[Data drawn from a collection]

◇ ◇ ◇ ◇

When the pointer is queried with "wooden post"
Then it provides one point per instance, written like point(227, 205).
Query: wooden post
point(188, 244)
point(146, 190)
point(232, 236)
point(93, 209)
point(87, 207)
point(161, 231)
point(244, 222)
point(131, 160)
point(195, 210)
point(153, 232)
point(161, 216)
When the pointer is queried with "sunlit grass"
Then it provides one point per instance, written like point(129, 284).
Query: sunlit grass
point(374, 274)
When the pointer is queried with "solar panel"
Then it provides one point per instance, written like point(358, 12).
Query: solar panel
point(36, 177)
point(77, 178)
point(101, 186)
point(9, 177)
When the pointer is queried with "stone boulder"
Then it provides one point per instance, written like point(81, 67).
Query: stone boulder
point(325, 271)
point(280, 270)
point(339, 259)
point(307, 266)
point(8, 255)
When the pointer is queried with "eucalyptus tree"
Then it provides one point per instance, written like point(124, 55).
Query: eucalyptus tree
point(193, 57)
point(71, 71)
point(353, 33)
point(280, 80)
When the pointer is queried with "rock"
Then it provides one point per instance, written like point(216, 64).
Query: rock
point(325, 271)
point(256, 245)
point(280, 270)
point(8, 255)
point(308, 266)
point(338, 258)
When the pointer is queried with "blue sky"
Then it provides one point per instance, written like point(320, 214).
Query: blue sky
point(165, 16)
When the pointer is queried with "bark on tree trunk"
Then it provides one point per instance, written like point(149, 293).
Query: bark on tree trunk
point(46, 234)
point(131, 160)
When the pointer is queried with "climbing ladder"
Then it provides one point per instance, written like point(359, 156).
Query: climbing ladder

◇ ◇ ◇ ◇

Pull out every line of the entries above and reproduce each one without any change.

== Task result ==
When the pointer is queried with "wooden post"
Then it provides one point per instance, written like point(227, 205).
Query: wooden post
point(188, 244)
point(146, 190)
point(232, 236)
point(93, 209)
point(87, 207)
point(161, 231)
point(244, 222)
point(131, 160)
point(195, 210)
point(153, 232)
point(161, 216)
When the pointer is queried with "sunlit grass"
Then it provides one point per instance, written like point(129, 284).
Query: sunlit grass
point(374, 274)
When the pointer is queried with "solar panel"
Then it provides one point per instance, written like point(358, 12).
Query: solar panel
point(36, 177)
point(77, 178)
point(101, 186)
point(9, 177)
When the pointer is queried with "stone boulder"
Then it provides one point per instance, written like point(81, 67).
Query: stone boulder
point(325, 271)
point(280, 270)
point(339, 259)
point(307, 266)
point(8, 255)
When the pointer is queried with "eucalyptus tree"
Then it provides one point per instance, written like point(124, 55).
Query: eucalyptus tree
point(193, 57)
point(71, 71)
point(353, 33)
point(280, 80)
When the pointer is queried with "rock"
Then it provides one point per instance, written like point(216, 64).
Query: rock
point(325, 271)
point(256, 245)
point(280, 270)
point(8, 255)
point(308, 266)
point(338, 258)
When the pointer is queried with "blue sky"
Then it provides one point per instance, written like point(320, 214).
Query: blue sky
point(165, 16)
When the pointer is queried with "bark on tree trunk"
Then it provides one point per instance, written like point(149, 293).
Query: bark on tree trunk
point(46, 234)
point(131, 160)
When the pointer is queried with "climbing ladder"
Then it provides one point per instance, written like point(359, 156).
Query: climbing ladder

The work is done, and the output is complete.